▸ **AUFGABENSTELLUNG**: Geben Sie den Teil des Kommentars zur ZDF-Chefredaktion zwischen „Die Meinungsfreiheit ist“ und „nach dem Mittagsläuten?“, beide eingeschlossen, wortgetreu wieder.

▸ **TEXTAUSZUG**:
_ _ _ _ _

Debatte ZDF-Chefredaktion: Wieder kein Robin Hood

Die Diskussion um die Zukunft des ZDF-Chefredakteurs Nikolaus Brender ist allzu aufgeregt. Dennoch ist es richtig, Übergriffe durch Parteien zurückzuweisen.

Die Meinungsfreiheit ist in Gefahr. Gut, dass es die wachsamen Feuilletons gibt. Wachsam? Na ja. Angesichts der seltsam aufgeregten Diskussion über die mögliche Vertragsverlängerung des ZDF-Chefredakteurs Nikolaus Brender könnte man auch sagen: Guten Morgen, Redaktionen. Es ist schon lange und noch immer deutlich nach zwölf. Das wissen wir - Publikum ebenso wie Fachleute - seit längerem. Warum sind also plötzlich manche Leute bereit, wenigstens ein Auge zu öffnen für den Morgenkaffee nach dem Mittagsläuten?

Die Geschichte ist schnell erzählt. In den nächsten Wochen wird sich entscheiden, ob der Vertrag des parteilosen Brender, der als "Roter" gilt, über 2010 hinaus verlängert werden soll. Prominente Gesichter des Senders, von Claus Kleber über Maybrit Illner bis zu Marietta Slomka, haben sich öffentlich dafür ausgesprochen. Die Mehrheit im zuständigen Verwaltungsrat aber haben die "Schwarzen". Die Fronten werden täglich härter. Mit teilweise skurrilen Folgen.

_ _ _ _ _

▸ **BEREITGESTELLTE DATEN**:

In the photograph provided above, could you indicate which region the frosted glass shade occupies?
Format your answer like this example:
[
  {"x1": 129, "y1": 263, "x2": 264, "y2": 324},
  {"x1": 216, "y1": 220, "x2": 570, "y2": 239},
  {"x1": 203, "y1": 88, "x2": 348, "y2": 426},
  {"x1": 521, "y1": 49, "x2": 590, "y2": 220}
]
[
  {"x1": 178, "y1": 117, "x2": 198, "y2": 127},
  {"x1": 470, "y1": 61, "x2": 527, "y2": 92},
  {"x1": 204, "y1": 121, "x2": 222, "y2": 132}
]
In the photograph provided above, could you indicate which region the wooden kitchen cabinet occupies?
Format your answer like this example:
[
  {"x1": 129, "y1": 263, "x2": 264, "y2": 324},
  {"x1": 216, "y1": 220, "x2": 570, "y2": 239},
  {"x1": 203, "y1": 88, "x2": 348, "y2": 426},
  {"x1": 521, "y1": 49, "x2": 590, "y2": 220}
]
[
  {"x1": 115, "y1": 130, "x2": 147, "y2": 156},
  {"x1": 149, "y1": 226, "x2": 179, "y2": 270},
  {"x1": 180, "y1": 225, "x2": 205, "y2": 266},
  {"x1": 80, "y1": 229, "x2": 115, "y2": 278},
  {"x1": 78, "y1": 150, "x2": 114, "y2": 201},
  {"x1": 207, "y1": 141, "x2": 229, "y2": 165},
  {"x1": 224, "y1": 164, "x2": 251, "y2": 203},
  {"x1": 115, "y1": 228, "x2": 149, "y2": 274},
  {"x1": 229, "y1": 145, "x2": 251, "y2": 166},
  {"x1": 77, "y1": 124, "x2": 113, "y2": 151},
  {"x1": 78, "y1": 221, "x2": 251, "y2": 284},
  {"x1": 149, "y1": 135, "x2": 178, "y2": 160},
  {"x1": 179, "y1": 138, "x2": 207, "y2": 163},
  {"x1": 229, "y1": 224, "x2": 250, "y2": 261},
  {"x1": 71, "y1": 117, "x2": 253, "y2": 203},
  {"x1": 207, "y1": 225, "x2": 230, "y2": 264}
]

_ _ _ _ _

▸ **RICHTIGE LÖSUNG**:
Die Meinungsfreiheit ist in Gefahr. Gut, dass es die wachsamen Feuilletons gibt. Wachsam? Na ja. Angesichts der seltsam aufgeregten Diskussion über die mögliche Vertragsverlängerung des ZDF-Chefredakteurs Nikolaus Brender könnte man auch sagen: Guten Morgen, Redaktionen. Es ist schon lange und noch immer deutlich nach zwölf. Das wissen wir - Publikum ebenso wie Fachleute - seit längerem. Warum sind also plötzlich manche Leute bereit, wenigstens ein Auge zu öffnen für den Morgenkaffee nach dem Mittagsläuten?